[Extracted text]:

╭──

Treatment of urinary incontinence

A. Rehabilitation of the pelvic floor muscles is the common goal of treatments through the use of pelvic muscle exercises (Kegel's exercises), weighted vaginal cones and pelvic floor electrical stimulation.

B. A set of specially designed vaginal weights can be used as mechanical biofeedback to augment pelvic muscle exercises. The weights are held inside the vagina by contracting the pelvic muscles for 15 minutes at a time.

C. Pelvic floor electrical stimulation with a vaginal or anal probe produces a contraction of the levator ani muscle. Cure or improvement in 48 percent of treated patients, compared with 13 percent of control subjects.

╰──

[Task item]: Transcribe the part of the urinary incontinence treatment text between "B. A set of" and "minutes at a time.", inclusive.

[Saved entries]
╭──

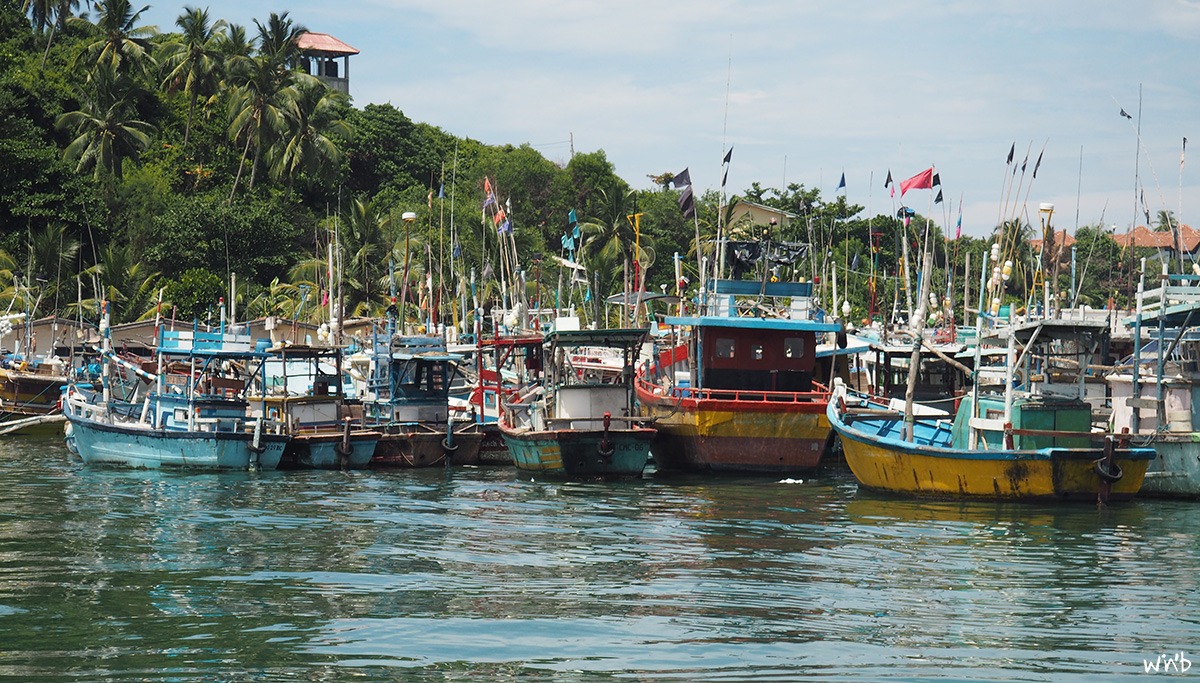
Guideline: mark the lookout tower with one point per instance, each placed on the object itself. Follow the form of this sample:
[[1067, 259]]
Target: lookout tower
[[319, 54]]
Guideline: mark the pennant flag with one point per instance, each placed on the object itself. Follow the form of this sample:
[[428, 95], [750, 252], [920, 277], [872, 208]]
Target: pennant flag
[[682, 179], [923, 180], [688, 203]]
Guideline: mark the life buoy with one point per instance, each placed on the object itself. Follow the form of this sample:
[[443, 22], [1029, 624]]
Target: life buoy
[[1109, 473]]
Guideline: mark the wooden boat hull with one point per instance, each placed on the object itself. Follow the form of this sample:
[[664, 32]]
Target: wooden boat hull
[[151, 449], [1175, 472], [419, 445], [743, 436], [31, 425], [880, 460], [580, 453], [325, 450]]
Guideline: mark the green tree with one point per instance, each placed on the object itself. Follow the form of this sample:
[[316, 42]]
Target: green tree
[[123, 46], [106, 130], [193, 63]]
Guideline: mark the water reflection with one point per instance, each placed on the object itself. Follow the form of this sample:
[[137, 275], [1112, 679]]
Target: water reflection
[[481, 574]]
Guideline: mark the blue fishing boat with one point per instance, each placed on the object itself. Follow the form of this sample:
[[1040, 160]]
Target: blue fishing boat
[[305, 390], [408, 401], [1033, 444], [190, 414], [1155, 390], [579, 423]]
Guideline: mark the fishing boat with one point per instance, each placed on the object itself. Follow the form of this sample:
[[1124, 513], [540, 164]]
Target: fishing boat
[[1153, 390], [738, 393], [580, 423], [305, 391], [30, 387], [1033, 444], [408, 400], [192, 413]]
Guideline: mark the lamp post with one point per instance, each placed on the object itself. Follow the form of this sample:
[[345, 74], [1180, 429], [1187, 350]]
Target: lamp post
[[1045, 211]]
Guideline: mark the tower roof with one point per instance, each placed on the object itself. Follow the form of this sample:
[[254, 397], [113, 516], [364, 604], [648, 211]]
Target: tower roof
[[324, 45]]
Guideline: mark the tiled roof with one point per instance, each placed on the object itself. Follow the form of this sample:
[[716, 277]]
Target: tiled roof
[[323, 43], [1143, 237]]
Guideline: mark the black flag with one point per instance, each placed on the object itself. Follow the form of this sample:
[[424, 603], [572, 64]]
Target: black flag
[[688, 203]]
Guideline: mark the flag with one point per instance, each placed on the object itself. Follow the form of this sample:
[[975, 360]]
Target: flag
[[688, 203], [923, 180]]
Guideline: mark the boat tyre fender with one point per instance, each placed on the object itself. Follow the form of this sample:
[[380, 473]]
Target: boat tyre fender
[[1108, 473]]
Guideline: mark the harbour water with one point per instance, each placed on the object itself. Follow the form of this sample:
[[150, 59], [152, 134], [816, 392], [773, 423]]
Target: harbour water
[[485, 575]]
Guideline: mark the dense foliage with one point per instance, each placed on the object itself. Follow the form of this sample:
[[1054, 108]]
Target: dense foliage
[[141, 165]]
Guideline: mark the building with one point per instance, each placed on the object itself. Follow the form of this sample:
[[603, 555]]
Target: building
[[319, 55]]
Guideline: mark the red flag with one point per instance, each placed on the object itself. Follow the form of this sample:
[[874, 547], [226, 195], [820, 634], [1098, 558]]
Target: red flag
[[923, 180]]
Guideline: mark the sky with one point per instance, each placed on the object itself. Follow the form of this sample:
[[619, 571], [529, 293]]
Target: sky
[[805, 91]]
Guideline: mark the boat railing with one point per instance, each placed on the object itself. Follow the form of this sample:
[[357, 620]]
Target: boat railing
[[736, 395]]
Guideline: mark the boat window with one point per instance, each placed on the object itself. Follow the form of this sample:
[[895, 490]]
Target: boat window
[[725, 348], [793, 347]]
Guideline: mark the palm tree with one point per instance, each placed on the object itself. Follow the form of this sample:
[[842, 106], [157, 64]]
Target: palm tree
[[193, 63], [105, 129], [313, 117], [609, 239], [123, 45], [129, 286]]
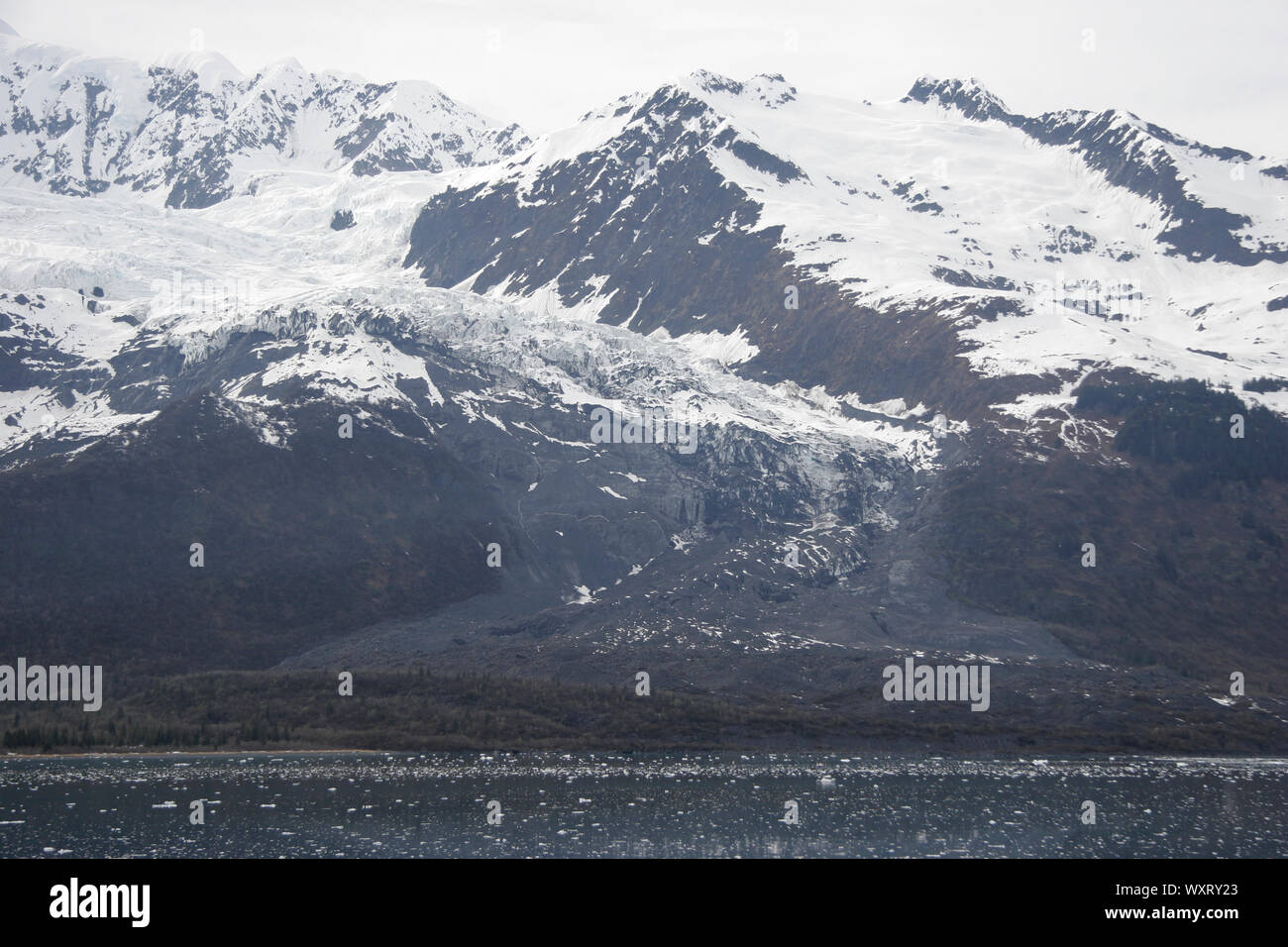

╰──

[Reply to the task]:
B. A set of specially designed vaginal weights can be used as mechanical biofeedback to augment pelvic muscle exercises. The weights are held inside the vagina by contracting the pelvic muscles for 15 minutes at a time.